▶ _Work to complete_:
Nothing should differ. Repeat every record as written.

▶ _Provided information_:
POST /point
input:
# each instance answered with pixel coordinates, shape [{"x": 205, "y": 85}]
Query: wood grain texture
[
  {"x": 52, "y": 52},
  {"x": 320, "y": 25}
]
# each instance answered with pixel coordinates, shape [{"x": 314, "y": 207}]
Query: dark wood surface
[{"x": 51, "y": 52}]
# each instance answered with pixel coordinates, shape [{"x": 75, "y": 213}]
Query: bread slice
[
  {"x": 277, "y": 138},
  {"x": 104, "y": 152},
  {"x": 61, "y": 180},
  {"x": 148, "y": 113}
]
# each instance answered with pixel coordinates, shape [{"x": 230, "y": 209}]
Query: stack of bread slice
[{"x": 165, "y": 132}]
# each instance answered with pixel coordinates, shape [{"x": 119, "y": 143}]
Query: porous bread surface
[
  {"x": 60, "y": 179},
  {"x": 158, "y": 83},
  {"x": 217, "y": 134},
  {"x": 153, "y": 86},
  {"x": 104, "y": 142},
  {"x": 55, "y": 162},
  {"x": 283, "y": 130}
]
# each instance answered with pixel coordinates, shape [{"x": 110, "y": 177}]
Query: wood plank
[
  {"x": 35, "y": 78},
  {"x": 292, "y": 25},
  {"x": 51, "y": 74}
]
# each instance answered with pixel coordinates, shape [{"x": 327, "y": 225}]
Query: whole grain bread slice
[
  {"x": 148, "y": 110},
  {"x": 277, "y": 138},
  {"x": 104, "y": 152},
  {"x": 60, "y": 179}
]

▶ _Response area_:
POST /point
input:
# each instance answered with pixel coordinates, shape [{"x": 205, "y": 85}]
Query: wood grain texture
[
  {"x": 52, "y": 52},
  {"x": 320, "y": 25}
]
# each instance answered with pixel coordinates, shape [{"x": 314, "y": 207}]
Query: dark wood surface
[{"x": 51, "y": 52}]
# each instance answered with pixel coordinates, shape [{"x": 75, "y": 213}]
Query: bread slice
[
  {"x": 277, "y": 138},
  {"x": 104, "y": 152},
  {"x": 61, "y": 180},
  {"x": 148, "y": 113}
]
# each instance answered with pixel coordinates, shape [{"x": 230, "y": 209}]
Query: stack of bread slice
[{"x": 165, "y": 132}]
# each instance answered with pixel coordinates, shape [{"x": 119, "y": 143}]
Query: porous bread surface
[
  {"x": 60, "y": 179},
  {"x": 158, "y": 83},
  {"x": 217, "y": 134},
  {"x": 153, "y": 86},
  {"x": 104, "y": 142},
  {"x": 55, "y": 162},
  {"x": 283, "y": 130}
]
# each instance answered with pixel coordinates, shape [{"x": 110, "y": 177}]
Query: wood plank
[
  {"x": 35, "y": 78},
  {"x": 292, "y": 25},
  {"x": 51, "y": 74}
]
# each instance answered with pixel coordinates, shape [{"x": 327, "y": 225}]
Query: whole grain bread slice
[
  {"x": 148, "y": 110},
  {"x": 277, "y": 138},
  {"x": 104, "y": 152},
  {"x": 60, "y": 179}
]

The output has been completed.